---- 原文抜粋

エジプト・中東シリーズ 四日目:シャルム・エル・シェイク

シャルムエルシェイクは常夏リゾート、というイメージを抱いていたのだけど、冷やっこい!ひそかにヒートテックご着用で朝ごはん。周りの西洋人たちはもちろんノースリーブ。彼らとは体感温度が常に15度くらい違う。でも食後にビーチを散歩すると、太陽の下だといい感じにあたたかいので、波うちぎわのパラソル下にチェアを整えてもらい、部屋に戻って水着に着替えてみる。空港から近いので、タイのサムイ島とおなじく飛行機がすぐ近くを何度も飛んでいくので楽しい。飛行機のおなか可愛い。エジプト航空かな。たぶんこの写真の瞬間、機内では普通に携帯で話しているひとが何人かいると思う。

--------

**作業 A:** データセットの行の最初から、「<point>1178,813</point>」を含む行までを一字も変えずに書き写してください。両端の行も入れてください。

---- データ内容

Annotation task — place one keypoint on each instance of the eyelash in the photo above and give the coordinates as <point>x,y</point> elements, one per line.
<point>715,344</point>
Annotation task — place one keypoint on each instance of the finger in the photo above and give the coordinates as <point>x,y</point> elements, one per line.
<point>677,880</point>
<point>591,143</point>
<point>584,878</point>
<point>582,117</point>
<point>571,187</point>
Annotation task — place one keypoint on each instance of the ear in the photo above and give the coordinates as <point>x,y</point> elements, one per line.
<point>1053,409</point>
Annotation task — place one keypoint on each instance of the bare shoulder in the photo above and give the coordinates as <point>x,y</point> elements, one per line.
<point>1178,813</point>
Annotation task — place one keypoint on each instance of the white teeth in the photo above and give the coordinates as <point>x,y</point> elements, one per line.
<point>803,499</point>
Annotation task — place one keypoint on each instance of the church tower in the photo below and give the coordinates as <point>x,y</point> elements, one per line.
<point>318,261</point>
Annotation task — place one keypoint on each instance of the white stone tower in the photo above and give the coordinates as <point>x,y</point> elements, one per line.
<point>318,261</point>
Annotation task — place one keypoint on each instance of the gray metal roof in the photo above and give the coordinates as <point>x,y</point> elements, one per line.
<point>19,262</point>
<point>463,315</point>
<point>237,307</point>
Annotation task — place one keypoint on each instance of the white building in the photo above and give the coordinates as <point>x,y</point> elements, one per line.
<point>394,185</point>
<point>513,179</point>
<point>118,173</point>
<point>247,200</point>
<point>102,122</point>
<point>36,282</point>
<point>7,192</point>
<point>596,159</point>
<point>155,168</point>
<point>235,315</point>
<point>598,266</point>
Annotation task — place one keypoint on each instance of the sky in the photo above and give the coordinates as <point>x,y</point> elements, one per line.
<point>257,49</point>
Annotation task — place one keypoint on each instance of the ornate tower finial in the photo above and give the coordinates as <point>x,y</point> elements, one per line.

--------

**作業 B:** シャルム・エル・シェイクの旅行記で、朝ごはんのときにこっそり着ていたものは何ですか。

**回答 A:**
Annotation task — place one keypoint on each instance of the eyelash in the photo above and give the coordinates as <point>x,y</point> elements, one per line.
<point>715,344</point>
Annotation task — place one keypoint on each instance of the finger in the photo above and give the coordinates as <point>x,y</point> elements, one per line.
<point>677,880</point>
<point>591,143</point>
<point>584,878</point>
<point>582,117</point>
<point>571,187</point>
Annotation task — place one keypoint on each instance of the ear in the photo above and give the coordinates as <point>x,y</point> elements, one per line.
<point>1053,409</point>
Annotation task — place one keypoint on each instance of the bare shoulder in the photo above and give the coordinates as <point>x,y</point> elements, one per line.
<point>1178,813</point>

**回答 B:** ヒートテック